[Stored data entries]
——

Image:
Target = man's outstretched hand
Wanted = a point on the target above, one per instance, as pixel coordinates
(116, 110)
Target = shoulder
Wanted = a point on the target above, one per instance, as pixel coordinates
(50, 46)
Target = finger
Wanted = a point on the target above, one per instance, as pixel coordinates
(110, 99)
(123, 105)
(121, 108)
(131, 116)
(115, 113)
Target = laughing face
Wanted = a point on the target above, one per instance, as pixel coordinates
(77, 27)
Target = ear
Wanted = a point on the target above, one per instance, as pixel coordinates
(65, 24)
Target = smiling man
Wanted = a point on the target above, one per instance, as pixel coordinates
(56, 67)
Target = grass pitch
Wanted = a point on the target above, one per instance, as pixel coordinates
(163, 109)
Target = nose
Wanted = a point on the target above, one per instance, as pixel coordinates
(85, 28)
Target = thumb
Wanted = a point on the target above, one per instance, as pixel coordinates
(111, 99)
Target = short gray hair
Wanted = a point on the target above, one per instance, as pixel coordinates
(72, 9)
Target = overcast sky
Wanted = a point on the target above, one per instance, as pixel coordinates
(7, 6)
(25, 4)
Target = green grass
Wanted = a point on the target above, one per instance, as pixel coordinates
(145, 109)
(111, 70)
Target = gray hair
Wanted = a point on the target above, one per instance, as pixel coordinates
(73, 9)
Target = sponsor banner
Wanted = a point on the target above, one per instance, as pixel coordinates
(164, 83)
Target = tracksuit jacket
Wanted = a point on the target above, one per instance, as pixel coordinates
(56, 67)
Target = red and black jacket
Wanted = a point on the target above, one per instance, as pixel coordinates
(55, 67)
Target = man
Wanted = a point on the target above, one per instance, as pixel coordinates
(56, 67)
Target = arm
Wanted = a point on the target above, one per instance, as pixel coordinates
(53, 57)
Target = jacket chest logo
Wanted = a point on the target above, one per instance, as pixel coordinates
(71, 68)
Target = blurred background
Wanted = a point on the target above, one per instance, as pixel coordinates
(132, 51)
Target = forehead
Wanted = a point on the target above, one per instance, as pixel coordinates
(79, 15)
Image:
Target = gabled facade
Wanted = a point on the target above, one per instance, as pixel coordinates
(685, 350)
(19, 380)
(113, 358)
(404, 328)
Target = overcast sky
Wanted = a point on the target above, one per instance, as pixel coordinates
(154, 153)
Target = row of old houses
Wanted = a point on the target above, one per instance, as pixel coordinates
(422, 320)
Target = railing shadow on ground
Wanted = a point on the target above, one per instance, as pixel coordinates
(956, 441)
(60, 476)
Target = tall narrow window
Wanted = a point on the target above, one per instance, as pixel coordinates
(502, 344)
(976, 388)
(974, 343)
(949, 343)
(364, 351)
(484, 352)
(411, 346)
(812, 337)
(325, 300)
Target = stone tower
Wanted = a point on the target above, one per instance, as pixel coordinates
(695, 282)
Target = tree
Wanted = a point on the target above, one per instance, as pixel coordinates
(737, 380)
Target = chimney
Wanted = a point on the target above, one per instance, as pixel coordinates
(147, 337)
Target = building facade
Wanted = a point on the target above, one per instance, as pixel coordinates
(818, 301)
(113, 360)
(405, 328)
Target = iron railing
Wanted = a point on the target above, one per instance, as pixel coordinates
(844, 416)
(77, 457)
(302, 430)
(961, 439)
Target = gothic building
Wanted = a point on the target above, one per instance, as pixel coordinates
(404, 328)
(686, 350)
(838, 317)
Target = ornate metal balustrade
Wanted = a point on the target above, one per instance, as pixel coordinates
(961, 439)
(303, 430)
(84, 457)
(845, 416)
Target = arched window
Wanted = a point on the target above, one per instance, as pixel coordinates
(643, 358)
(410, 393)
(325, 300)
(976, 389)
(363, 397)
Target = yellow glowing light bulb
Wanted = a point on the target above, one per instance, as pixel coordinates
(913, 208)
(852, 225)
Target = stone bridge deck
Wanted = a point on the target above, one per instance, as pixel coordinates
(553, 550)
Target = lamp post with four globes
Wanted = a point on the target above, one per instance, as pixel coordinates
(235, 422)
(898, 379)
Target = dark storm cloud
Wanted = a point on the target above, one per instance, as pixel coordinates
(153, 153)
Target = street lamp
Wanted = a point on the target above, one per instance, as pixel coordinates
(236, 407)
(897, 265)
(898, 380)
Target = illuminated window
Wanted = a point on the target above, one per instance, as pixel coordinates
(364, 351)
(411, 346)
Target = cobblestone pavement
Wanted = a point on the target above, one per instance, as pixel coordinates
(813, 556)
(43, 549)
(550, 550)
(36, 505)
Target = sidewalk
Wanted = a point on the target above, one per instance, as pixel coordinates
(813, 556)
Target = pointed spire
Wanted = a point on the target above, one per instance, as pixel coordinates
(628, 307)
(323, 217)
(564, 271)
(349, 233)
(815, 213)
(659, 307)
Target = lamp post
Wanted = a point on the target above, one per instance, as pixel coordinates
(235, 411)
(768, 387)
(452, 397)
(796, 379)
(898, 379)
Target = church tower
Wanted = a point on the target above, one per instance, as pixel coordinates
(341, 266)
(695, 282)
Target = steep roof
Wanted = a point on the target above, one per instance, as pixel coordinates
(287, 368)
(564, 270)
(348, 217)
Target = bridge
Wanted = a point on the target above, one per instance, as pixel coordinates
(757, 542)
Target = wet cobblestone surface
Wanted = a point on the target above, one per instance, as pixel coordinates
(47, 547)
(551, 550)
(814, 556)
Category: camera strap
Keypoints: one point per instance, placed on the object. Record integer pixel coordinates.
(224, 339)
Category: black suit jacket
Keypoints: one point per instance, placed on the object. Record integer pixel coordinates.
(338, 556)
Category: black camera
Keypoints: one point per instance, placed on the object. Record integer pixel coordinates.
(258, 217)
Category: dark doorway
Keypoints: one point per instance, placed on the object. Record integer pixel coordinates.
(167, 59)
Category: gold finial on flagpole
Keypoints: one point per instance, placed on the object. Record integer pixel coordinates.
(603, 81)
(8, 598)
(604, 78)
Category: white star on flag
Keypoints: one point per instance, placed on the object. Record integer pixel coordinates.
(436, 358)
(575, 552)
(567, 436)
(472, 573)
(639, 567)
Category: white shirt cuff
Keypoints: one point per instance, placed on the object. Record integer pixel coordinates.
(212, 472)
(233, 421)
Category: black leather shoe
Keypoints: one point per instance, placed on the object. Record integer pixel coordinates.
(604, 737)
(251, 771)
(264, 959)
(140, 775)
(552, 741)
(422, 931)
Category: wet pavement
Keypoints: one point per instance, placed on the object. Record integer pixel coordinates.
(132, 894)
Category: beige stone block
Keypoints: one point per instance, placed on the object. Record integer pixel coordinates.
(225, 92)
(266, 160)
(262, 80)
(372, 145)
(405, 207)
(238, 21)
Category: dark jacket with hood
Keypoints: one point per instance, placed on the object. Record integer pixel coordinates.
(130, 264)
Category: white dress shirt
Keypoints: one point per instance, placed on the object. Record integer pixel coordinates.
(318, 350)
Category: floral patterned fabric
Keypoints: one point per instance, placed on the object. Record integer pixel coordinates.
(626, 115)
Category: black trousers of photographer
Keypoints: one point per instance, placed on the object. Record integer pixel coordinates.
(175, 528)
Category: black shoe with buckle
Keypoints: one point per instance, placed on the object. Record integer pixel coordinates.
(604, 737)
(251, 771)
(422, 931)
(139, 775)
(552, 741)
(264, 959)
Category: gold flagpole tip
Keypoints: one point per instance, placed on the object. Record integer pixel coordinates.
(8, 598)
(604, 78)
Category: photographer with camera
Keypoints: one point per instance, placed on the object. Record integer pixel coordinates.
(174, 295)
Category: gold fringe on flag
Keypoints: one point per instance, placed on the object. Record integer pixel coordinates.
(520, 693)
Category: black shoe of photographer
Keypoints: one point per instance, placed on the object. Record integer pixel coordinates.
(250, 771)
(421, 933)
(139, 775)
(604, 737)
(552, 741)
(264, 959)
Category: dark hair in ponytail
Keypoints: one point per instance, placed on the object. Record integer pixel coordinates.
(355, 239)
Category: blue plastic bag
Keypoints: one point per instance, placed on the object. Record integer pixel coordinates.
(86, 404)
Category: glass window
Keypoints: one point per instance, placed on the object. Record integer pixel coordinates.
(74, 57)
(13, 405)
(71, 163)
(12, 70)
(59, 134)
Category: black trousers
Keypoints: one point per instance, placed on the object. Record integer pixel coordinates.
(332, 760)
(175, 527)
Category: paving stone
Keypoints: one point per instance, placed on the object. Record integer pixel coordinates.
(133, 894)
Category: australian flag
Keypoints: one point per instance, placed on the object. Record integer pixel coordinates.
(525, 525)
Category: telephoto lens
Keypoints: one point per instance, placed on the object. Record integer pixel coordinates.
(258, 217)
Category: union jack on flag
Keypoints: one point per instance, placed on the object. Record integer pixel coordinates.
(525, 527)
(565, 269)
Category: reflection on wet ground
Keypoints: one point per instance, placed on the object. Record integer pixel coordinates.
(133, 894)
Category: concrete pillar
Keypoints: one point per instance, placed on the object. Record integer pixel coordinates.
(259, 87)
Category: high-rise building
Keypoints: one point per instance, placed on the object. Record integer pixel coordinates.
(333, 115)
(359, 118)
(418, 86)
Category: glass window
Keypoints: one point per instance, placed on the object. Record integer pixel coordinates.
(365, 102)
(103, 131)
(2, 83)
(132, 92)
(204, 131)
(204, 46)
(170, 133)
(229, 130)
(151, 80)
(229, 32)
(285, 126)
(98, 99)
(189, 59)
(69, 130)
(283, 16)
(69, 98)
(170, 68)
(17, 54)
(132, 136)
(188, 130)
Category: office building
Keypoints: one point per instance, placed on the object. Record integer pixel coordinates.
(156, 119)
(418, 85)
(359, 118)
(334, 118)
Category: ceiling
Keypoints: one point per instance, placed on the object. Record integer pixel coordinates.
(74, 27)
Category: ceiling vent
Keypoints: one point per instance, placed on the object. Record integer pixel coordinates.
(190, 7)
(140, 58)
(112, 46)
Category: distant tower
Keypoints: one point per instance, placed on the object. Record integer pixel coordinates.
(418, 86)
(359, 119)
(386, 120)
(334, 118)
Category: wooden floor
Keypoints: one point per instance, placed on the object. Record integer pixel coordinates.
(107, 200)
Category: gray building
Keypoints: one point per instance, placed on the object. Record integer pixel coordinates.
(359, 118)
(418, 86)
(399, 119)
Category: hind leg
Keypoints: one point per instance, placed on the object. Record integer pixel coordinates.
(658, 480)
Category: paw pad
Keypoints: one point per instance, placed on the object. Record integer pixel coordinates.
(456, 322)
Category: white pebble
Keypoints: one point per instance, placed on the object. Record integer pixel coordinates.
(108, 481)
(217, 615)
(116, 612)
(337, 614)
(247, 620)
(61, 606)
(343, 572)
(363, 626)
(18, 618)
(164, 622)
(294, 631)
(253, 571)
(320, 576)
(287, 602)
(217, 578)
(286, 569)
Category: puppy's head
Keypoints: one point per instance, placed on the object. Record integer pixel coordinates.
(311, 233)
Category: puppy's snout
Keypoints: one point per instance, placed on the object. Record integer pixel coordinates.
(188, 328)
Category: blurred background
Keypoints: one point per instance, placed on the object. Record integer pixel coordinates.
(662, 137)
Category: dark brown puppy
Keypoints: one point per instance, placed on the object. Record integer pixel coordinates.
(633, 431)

——

In the records above, find each line that holds the word "with"; copy all such lines.

Expected answer ::
Target = lamp post with four globes
Category: dark jacket with hood
Category: black shoe with buckle
Category: photographer with camera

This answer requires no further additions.